## Vorliegender Text
===

Dienstag, 11. Juni
In den ersten Tagen des Juni sind wir in Friesland unterwegs. Wieder einmal erleben wir, dass die ganze Autobahn für ein paar Minuten unterbrochen wird, damit wir mit unserem Schiff die Brücke passieren können. Diese «Störung» gehört hier in Holland zum normalen Alltagsverkehr und alle warten geduldig, bis es weitergeht.
Ein paar Minuten später kommt uns ein schwimmendes Haus entgegen. Auch das ist keine Seltenheit in diesem Wasserland. Wir fahren hin und wieder Kanalabschnitte an denen Wohnboote festgemacht haben. Die meisten werden als Ferienhäuser benützt. In der Umgebung von grossen Städten sind es oft auch feste Wohnsitze. Wenn umgezogen wird, geschieht das mit dem ganzen Haus…
Spontan interessiert uns das Städtchen Joure, das an einer Wassersackgasse liegt und wir entscheiden uns, diesen unbekannten Ort zu erkunden. Der Seitenkanal führt uns nach einer engen Schleuse 1 km ostwärts. Wir sehen ein paar Silos und ein paar Industriegebäude und werden unsicher. Wir bleiben bei unserer Entscheidung und fahren weiter. Nach der nächsten Biegung sehen wir einen Hafen und erkennen, dass es viele freie Gäste-Plätze gibt. An der Aussenseite im Kanal können wir mit unserer «Fenna» festmachen. Die Umgebung entpuppt sich als idyllische Trouvaille. Alles im Hafen ist sehr gepflegt. Wie wir später entdecken, liegt gleich daneben der Stadtpark mit riesigen Bäumen aus denen eine riesige Schar Krähen ihr lautes Dasein kundtun. Wir sind wie in einem Garten und für Benjo gibt es genügend Auslauf. Wir bleiben drei Tage an diesem hübschen Ort. Auch das Städtchen, das zu Fuss in 5 Minuten erreichbar ist, wirkt gepflegt und ist herausgeputzt.
Trotz der sympathischen Umgebung treibt uns unsere Entdeckerlust weiter. Zudem erwarten wir Besuch aus der Schweiz. Die Schwester von Therese, Doris mit ihrem Mann Remy, kommen für 3 Tage an Bord. Wir erwarten sie in Leeuwarden. Während wir dort liegen kommt eine Linssen Sturdy 400 AC mit Schweizer Flagge. Es ist das baugleiche Boot, wie meine «Decision», die ich vor ein paar Jahren gefahren bin. Der Name «Solveig VII» sagt mir etwas, aber ich erinnere mich erst daran, als ihre heutigen Besitzer Sibyl und Dieter Imboden erzählen, dass dies das Boot von Rollo Gebhard war, der als Weltumsegler und Nautik-Autor viele der östlichen Gewässer erkundet und darüber einige Bücher geschrieben hat. Mit der «Solveig VII» bereiste er 2000 von Deutschland aus die ganze Donau bis ans Schwarze Meer.

===

[Gespeicherte Einträge]

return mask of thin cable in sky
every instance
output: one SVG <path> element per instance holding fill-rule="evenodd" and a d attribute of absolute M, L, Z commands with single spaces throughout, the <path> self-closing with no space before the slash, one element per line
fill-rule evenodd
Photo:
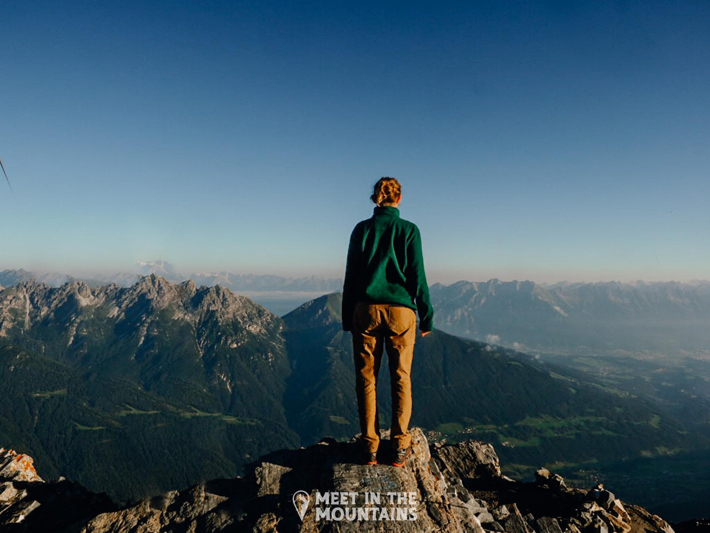
<path fill-rule="evenodd" d="M 7 173 L 5 172 L 5 166 L 2 164 L 2 159 L 0 159 L 0 167 L 2 167 L 2 173 L 5 175 L 5 179 L 7 181 L 7 186 L 10 188 L 11 192 L 14 193 L 15 191 L 12 190 L 12 185 L 10 185 L 10 178 L 7 177 Z"/>

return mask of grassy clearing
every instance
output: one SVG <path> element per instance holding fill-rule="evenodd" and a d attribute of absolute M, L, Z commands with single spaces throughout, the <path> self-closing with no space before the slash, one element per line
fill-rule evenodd
<path fill-rule="evenodd" d="M 444 424 L 439 424 L 437 426 L 436 431 L 444 435 L 450 435 L 454 434 L 457 431 L 463 431 L 464 426 L 459 422 L 446 422 Z"/>
<path fill-rule="evenodd" d="M 226 422 L 227 424 L 239 424 L 245 426 L 256 426 L 259 423 L 259 421 L 256 419 L 244 419 L 240 416 L 233 416 L 230 414 L 224 414 L 224 413 L 206 413 L 204 411 L 200 411 L 197 407 L 193 407 L 192 405 L 190 406 L 190 408 L 192 411 L 179 411 L 180 416 L 186 419 L 192 419 L 195 416 L 214 416 Z"/>
<path fill-rule="evenodd" d="M 328 416 L 328 418 L 330 419 L 330 421 L 335 422 L 336 424 L 350 424 L 350 422 L 347 421 L 347 419 L 343 416 L 336 416 L 334 414 L 332 414 L 329 416 Z"/>
<path fill-rule="evenodd" d="M 37 392 L 32 393 L 33 398 L 50 398 L 53 396 L 66 396 L 67 389 L 60 389 L 59 390 L 53 391 L 38 391 Z"/>
<path fill-rule="evenodd" d="M 116 413 L 116 416 L 126 416 L 126 415 L 129 414 L 156 414 L 160 412 L 160 411 L 141 411 L 140 409 L 137 409 L 133 406 L 129 405 L 128 404 L 126 404 L 125 406 L 126 409 L 121 409 L 118 413 Z"/>
<path fill-rule="evenodd" d="M 96 431 L 99 429 L 106 429 L 106 426 L 95 426 L 94 427 L 89 427 L 89 426 L 82 426 L 79 424 L 79 422 L 74 420 L 72 421 L 74 422 L 75 426 L 76 426 L 77 429 L 80 431 Z"/>

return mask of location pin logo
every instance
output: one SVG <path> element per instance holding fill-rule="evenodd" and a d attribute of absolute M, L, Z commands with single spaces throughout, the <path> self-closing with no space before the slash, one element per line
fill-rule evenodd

===

## Zu bearbeiten
1 – Zitiere aus dem Reisebericht über Friesland wörtlich die Stelle, die mit den Worten „Dienstag, 11. Juni“ beginnt und nach „bis es weitergeht.“ endet.
2 – Schreibe den Reisebericht über Friesland im Anschluss an seinen letzten Satz weiter.

## Lösungen
1 –
Dienstag, 11. Juni
In den ersten Tagen des Juni sind wir in Friesland unterwegs. Wieder einmal erleben wir, dass die ganze Autobahn für ein paar Minuten unterbrochen wird, damit wir mit unserem Schiff die Brücke passieren können. Diese «Störung» gehört hier in Holland zum normalen Alltagsverkehr und alle warten geduldig, bis es weitergeht.

2 –
Wir sind ganz in der Nähe des Princenhofs und so besuchen wir mit Doris und Remy diesen Nationalpark, der auch Oude Venen heisst. Er darf mit dem Schiff erkundet werden obwohl es ein geschütztes Reservat für Vögel und Pflanzen ist. Trotzdem gibt es überall Anlegestellen, die wir benützen können. Auch wenn diese Landschaft jedes Jahr von tausenden Touristen auf Ausflugschiffen und Booten überfallen wird, ist es sauber und im wahrsten Sinne des Wortes naturbelassen. Der Respekt für diese Seenlandschaften ist sehr gross und es halten sich die allermeisten Besucher daran.
Wir fahren noch einen Abstecher nach Drachten, wo wir realisieren, dass der Hafen weit von der Stadt entfernt ist und so haben wir eine Alternative gesucht und in Oudega gefunden: ein kleines, verträumtes Dörfchen. Der Hafenmeiste war erstaunt, dass wir hier her gefahren sind; er habe noch nie ein so grosses Boot in seinem Hafen gehabt und er habe auch keinen Tarif für Boote über 13 m Länge. So verrechnete er 13 m x € 1.00, also € 13.00 für die Übernachtung. Wir haben noch nie einen so kleinen Liegeplatzpreis bezahlt…
Leider ist die Reisezeit sehr kurz uns so reisen die beiden nach 3 wunderbaren Tagen, die auch meteorologisch dem Frühling gerecht war, wieder zurück an die Arbeit. Wir schön ist es doch, bleiben zu können, bis wir genug vom «Böötle» haben. Wir sind im Stadthafen von Leeuwarden und der liegt in einem Park. Wir begleiten sie zu Fuss an den Bahnhof.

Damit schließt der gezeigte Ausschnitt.